----- Texto
Em acordo pela disputa do comando da TV, conselho vota mudanças em estatuto que lhe darão mais poderes

Cultura implanta hoje "parlamentarismo"

DANIEL CASTRO
COLUNISTA DA FOLHA

O conselho curador da Fundação Padre Anchieta (FPA, mantenedora da TV Cultura) votará hoje mudanças no estatuto da instituição que darão mais poder ao próprio conselho. "É uma mudança que instrumentaliza o poder do conselho. É um certo parlamentarismo", define Jorge da Cunha Lima, atual presidente executivo da fundação.
Pelo estatuto da FPA, o conselho curador, formado por 46 conselheiros, é responsável pela gestão da TV Cultura junto com a diretoria executiva, que inclui o presidente executivo e o diretor superintendente.
O conselho, que se reúne uma vez por mês, é um órgão deliberativo, e o seu representante máximo, o presidente da mesa do conselho curador, pode até contratar auditorias para fiscalizar a diretoria executiva.
Mas, na realidade, o conselho tem tido apenas o papel de fórum de discussões e ratificador de decisões da diretoria executiva. Com as mudanças de hoje, isso deve mudar um pouco.
As mudanças darão maiores atribuições ao presidente do conselho curador. Ele passará a representar a fundação em organismos nacionais e internacionais, como as associações de TVs públicas do país e estrangeiras.
O presidente do conselho também irá presidir uma comissão de programação estratégica, formada pelos presidentes de outras três comissões de conselheiros (a de finanças, a de marketing e receitas e a de tecnologia).
O cargo de presidente do conselho será "profissionalizado", segundo Cunha Lima, e as deliberações do conselho serão "acompanhadas no dia-a-dia". O cargo poderá passar a ser remunerado.
----------
Por favor, indique se cada afirmação abaixo está de acordo com o texto acima, respondendo sim ou não e citando literalmente as palavras do texto que decidem a resposta.
1. O conselho curador da Fundação Padre Anchieta é formado por 46 conselheiros.
2. O conselho curador se reúne uma vez por semana.
3. O cargo de presidente do conselho passará obrigatoriamente a ser remunerado.
----- Informações fornecidas
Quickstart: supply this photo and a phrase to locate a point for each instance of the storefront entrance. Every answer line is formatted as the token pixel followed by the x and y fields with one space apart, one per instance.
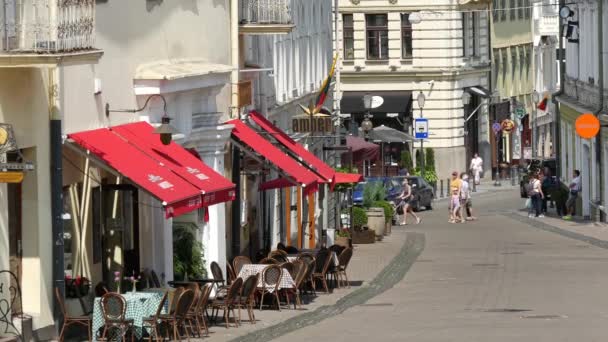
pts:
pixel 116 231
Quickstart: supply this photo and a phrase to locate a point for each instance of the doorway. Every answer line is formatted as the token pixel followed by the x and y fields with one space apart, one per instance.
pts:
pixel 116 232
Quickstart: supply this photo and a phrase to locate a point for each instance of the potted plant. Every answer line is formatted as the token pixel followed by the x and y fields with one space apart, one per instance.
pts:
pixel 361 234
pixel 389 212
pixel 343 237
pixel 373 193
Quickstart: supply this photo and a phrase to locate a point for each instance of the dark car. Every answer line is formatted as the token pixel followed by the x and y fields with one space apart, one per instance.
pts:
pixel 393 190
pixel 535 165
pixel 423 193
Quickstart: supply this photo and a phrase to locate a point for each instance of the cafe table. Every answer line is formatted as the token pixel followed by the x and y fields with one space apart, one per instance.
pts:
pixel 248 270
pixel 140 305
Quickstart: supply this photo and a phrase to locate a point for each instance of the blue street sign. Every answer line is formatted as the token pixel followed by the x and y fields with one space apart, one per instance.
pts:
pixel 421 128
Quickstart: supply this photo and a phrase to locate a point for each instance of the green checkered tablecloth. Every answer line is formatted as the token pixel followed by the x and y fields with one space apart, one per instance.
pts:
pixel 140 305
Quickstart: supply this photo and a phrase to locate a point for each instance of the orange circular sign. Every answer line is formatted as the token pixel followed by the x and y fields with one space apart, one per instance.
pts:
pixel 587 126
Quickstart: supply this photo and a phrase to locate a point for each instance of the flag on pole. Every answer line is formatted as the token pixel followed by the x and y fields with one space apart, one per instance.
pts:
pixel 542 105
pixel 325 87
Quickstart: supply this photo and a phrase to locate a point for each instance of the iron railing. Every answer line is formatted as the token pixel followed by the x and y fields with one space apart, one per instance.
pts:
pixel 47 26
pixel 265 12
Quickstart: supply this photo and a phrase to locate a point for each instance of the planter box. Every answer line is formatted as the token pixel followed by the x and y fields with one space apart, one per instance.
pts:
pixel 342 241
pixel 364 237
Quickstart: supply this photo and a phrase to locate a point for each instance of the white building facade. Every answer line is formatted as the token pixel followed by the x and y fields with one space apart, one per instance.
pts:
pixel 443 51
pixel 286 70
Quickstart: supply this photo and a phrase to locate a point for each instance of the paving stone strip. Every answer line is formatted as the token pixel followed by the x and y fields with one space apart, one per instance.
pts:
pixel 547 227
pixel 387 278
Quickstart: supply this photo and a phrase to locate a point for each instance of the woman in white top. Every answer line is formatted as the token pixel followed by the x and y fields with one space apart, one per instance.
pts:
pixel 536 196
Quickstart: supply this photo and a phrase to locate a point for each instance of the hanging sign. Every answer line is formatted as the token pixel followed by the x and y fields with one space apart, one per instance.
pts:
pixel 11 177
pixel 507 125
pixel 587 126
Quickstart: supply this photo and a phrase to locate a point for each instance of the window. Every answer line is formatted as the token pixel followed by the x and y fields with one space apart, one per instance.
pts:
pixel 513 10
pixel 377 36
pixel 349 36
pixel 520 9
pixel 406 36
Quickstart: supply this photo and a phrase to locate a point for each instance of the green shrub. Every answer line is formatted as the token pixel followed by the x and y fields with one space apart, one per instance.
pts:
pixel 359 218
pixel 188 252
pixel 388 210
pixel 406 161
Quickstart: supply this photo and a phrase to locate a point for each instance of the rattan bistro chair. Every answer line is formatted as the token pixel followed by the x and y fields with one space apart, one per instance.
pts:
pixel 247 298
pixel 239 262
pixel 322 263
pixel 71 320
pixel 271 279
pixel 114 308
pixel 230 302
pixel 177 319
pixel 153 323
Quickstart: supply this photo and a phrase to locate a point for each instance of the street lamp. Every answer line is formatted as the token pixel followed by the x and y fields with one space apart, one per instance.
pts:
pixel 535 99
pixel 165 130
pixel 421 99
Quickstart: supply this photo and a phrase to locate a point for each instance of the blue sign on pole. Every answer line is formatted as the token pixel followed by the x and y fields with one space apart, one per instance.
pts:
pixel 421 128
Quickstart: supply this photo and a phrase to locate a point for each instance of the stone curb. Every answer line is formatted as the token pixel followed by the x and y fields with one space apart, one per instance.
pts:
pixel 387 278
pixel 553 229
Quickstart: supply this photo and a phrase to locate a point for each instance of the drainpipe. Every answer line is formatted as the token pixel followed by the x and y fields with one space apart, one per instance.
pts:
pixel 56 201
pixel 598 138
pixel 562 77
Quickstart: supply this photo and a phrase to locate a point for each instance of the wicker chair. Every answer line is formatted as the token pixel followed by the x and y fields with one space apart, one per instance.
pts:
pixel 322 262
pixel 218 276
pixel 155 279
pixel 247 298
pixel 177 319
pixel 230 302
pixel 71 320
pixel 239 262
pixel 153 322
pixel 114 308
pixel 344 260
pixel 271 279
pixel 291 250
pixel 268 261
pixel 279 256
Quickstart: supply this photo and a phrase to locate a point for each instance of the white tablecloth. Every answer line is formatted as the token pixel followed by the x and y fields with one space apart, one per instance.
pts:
----------
_Resposta completa_.
1. Sim: "o conselho curador, formado por 46 conselheiros"
2. Não: "O conselho, que se reúne uma vez por mês"
3. Não: "O cargo poderá passar a ser remunerado."